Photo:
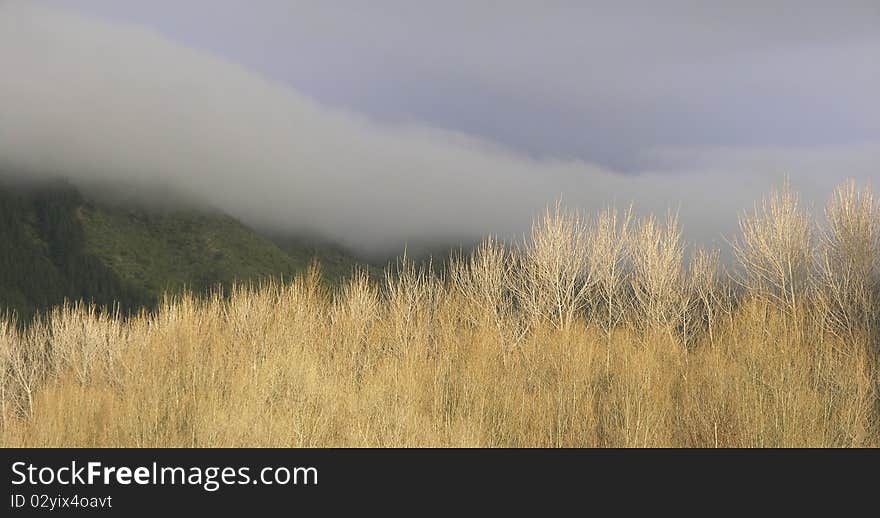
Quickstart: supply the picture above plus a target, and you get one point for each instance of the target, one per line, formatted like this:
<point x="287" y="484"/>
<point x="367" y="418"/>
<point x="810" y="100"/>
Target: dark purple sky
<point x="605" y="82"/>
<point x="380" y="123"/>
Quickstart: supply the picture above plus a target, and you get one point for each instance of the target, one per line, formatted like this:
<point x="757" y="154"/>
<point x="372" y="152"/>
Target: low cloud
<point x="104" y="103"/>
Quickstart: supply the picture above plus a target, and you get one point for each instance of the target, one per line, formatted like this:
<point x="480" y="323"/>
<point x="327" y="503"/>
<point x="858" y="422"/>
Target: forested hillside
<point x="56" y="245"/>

________

Return the full material word for word. Do not include the pictures.

**Output for this task:**
Photo:
Quickstart: supply the picture above plus a target, and you get one point for each instance of the target, one per line, formatted like this:
<point x="287" y="484"/>
<point x="367" y="418"/>
<point x="810" y="100"/>
Target: dark purple sky
<point x="605" y="82"/>
<point x="380" y="123"/>
Quickstart: supply the picture above plus a target, and you get one point for each instance of the target, one per line, formatted like this:
<point x="757" y="154"/>
<point x="372" y="152"/>
Target: low cloud
<point x="104" y="103"/>
Quickstart: supply the picture above plus a target, and you get one point for each instance of the target, one per line, formatted like this:
<point x="480" y="323"/>
<point x="327" y="503"/>
<point x="858" y="422"/>
Target: forested hillside
<point x="56" y="245"/>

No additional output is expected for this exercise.